Kerr, Russell and Weber, PLC (by Michael A. Sneyd and Broc Gullett ) for defendant.
Before: Swartzle, P.J., and Jansen and Borrello, JJ.
Our district courts are courts of limited jurisdiction, and one of the limits is that the amount in controversy must not exceed $25,000. Damages are generally included in that calculation, while litigation expenses, including attorney fees, are generally excluded. The primary question on appeal is how to treat a claim for attorney fees under the parties' contractual fee-shifting provision—as damages, and therefore included in the amount in controversy, or as litigation expenses, and therefore excluded from the amount in controversy? As explained, we conclude that attorney fees sought under a contractual fee-shifting provision are a form of general damages and, as a result, are properly considered as part of the amount in controversy. Finding no error by the district court or circuit court on this issue, we affirm.
Plaintiff initiated this lawsuit against defendant in district court. Defendant had leased commercial space from plaintiff. When the lease expired, defendant vacated the premises, and plaintiff alleged that defendant left the premises in poor condition. Plaintiff claimed that it spent approximately $6,132 on repairs to the property necessitated by defendant's actions, and it sent defendant a bill for the cost of the repairs, but defendant declined to reimburse plaintiff.
Relevant to this appeal, the lease included a fee-shifting provision. Paragraph 52 of the lease reads in full, "In the event of a dispute arising hereunder, the non-prevailing party shall be responsible for the payment of the actual attorney fees incurred by the prevailing party."
Plaintiff sued defendant, alleging claims for breach of contract and promissory estoppel and seeking, among other relief, attorney fees. Defendant filed a counterclaim against plaintiff, alleging its own claim for breach of contract and seeking, among other relief, attorney fees. After a bench trial, the district court ruled in favor of defendant, awarding it $2,692.56 in damages on its counterclaim. Defendant moved for an award of attorney fees of $48,576.25 under the fee-shifting provision of the parties' contract.
The district court ruled that an award of attorney fees under the parties' contract qualified as damages subject to its jurisdictional limit of $25,000. The district court entered judgment in the amount of $25,000 in favor of defendant, including an award on the counterclaim of $2,692.56 and an award of fees under the fee-shifting provision of $22,307.44.
Defendant moved for reconsideration of that decision; the district court denied the motion. Defendant also moved for attorney fees as sanctions, arguing that plaintiff's lawsuit was frivolous. The district court found that plaintiff's complaint was not frivolous and denied the motion.
Defendant appealed to the circuit court. On appeal, defendant argued that the district court had erred by capping defendant's combined award at the district court's jurisdictional limit. According to defendant, attorney-fee awards should not count toward the jurisdictional limit, whether contractual or otherwise. Defendant also argued that the district court erred with respect to its denial of defendant's motion for sanctions. The circuit court affirmed the district court's judgment, including the cap on contractual attorney fees, but the court vacated the order denying defendant's motion for sanctions and remanded to the district court for further findings.

## DIRECTIONS
Extend the appellate opinion on contractual attorney fees and the district court's $25,000 jurisdictional limit, starting right after its account of the circuit court's ruling.

## SUPPLIED MATERIAL
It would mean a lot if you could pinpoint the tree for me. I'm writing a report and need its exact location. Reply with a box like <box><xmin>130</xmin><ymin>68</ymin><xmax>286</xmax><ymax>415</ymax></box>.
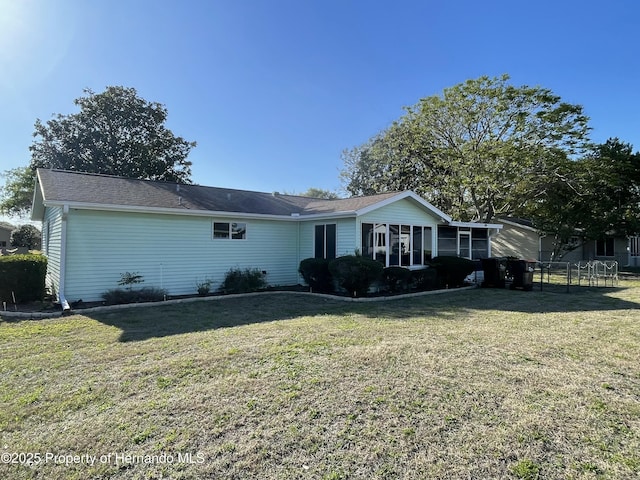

## TASK OUTPUT
Defendant appealed, by leave granted, the circuit court's affirmance with respect to the contractual attorney fees. ABCS Troy LLC v. Loancraft LLC , unpublished order of the Court of Appeals, entered October 30, 2019 (Docket No. 349835). The matter involving sanctions is not at issue on appeal.
Defendant raises two claims of error on appeal. First, the district court misread existing caselaw by holding that attorney fees awarded under a contractual fee-shifting provision are counted against that court's jurisdictional cap of $25,000. Defendant points to cases holding that attorney fees are not included in the amount in controversy with respect to a district court's subject-matter jurisdiction. Second, the district court did not enforce the parties' lease as written, which called for the award of "actual" attorney fees, not reasonable fees.
We begin with the first claim, and as explained, our resolution of that claim moots the second one.
Ordinarily, we review a trial court's decision on attorney fees for an abuse of discretion. Smith v. Khouri , 481 Mich. 519, 526, 751 N.W.2d 472 (2008). In this case, however, the critical question involves the jurisdiction of the district court. This presents a question of law that we review de novo. Bank v. Mich. Ed. Ass'n-NEA , 315 Mich. App. 496, 499, 892 N.W.2d 1 (2016).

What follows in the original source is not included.